AIM OF THE TASK: Below are the records; restate word for word the lines from the first through the one containing "Query: alloy wheel", and only those.

Records from a collection:
■ ■ ■ ■ ■
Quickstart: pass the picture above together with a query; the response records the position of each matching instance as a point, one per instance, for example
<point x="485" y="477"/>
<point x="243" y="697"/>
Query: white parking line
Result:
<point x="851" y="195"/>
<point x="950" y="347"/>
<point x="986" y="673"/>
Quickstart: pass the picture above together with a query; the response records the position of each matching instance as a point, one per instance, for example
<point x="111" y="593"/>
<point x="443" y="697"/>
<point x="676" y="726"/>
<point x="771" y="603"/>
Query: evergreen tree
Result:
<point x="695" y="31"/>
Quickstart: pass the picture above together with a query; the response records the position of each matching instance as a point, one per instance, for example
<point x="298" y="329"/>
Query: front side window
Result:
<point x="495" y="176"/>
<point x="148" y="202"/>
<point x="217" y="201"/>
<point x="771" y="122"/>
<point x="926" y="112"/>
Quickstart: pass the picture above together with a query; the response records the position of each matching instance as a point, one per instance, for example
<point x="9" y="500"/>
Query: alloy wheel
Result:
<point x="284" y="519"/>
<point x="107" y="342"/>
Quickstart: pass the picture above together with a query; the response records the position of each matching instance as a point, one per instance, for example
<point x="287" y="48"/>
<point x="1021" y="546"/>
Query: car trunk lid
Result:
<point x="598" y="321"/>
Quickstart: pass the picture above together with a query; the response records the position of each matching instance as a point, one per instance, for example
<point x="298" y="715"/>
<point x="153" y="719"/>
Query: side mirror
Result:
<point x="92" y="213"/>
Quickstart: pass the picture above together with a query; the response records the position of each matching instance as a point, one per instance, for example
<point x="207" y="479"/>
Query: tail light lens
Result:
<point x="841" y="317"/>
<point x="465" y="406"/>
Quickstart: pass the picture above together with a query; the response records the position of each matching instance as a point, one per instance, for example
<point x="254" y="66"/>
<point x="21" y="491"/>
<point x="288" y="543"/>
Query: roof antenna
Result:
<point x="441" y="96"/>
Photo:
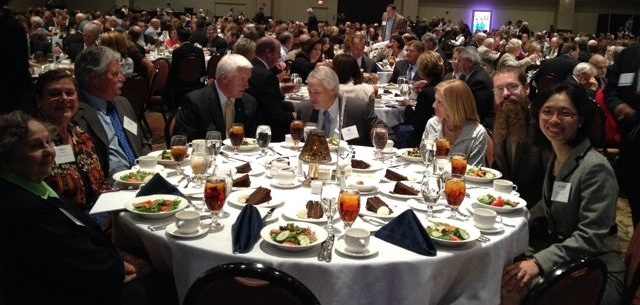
■ ■ ■ ■ ■
ANSWER SPACE:
Quickstart: pass the picture above together with a query; the response records the position of each matching instance as a point, one per instance, for example
<point x="485" y="477"/>
<point x="243" y="697"/>
Query: white parking line
Result:
<point x="851" y="195"/>
<point x="950" y="347"/>
<point x="986" y="673"/>
Quickstart: pass the picture above together with a query; the response records the position of each matching instance as a point, one per instance, for example
<point x="111" y="593"/>
<point x="443" y="697"/>
<point x="676" y="726"/>
<point x="771" y="603"/>
Query: evergreen tree
Result:
<point x="695" y="31"/>
Quickstart: pass the picture above together with a query; the response records the position of each matching instance as a point, one per instance, for example
<point x="298" y="329"/>
Query: front side window
Result:
<point x="495" y="176"/>
<point x="148" y="202"/>
<point x="217" y="201"/>
<point x="771" y="122"/>
<point x="926" y="112"/>
Quickstart: pass the picture above together with a query; the response records the position of each matching instance as a point, one per instance, for example
<point x="9" y="500"/>
Query: alloy wheel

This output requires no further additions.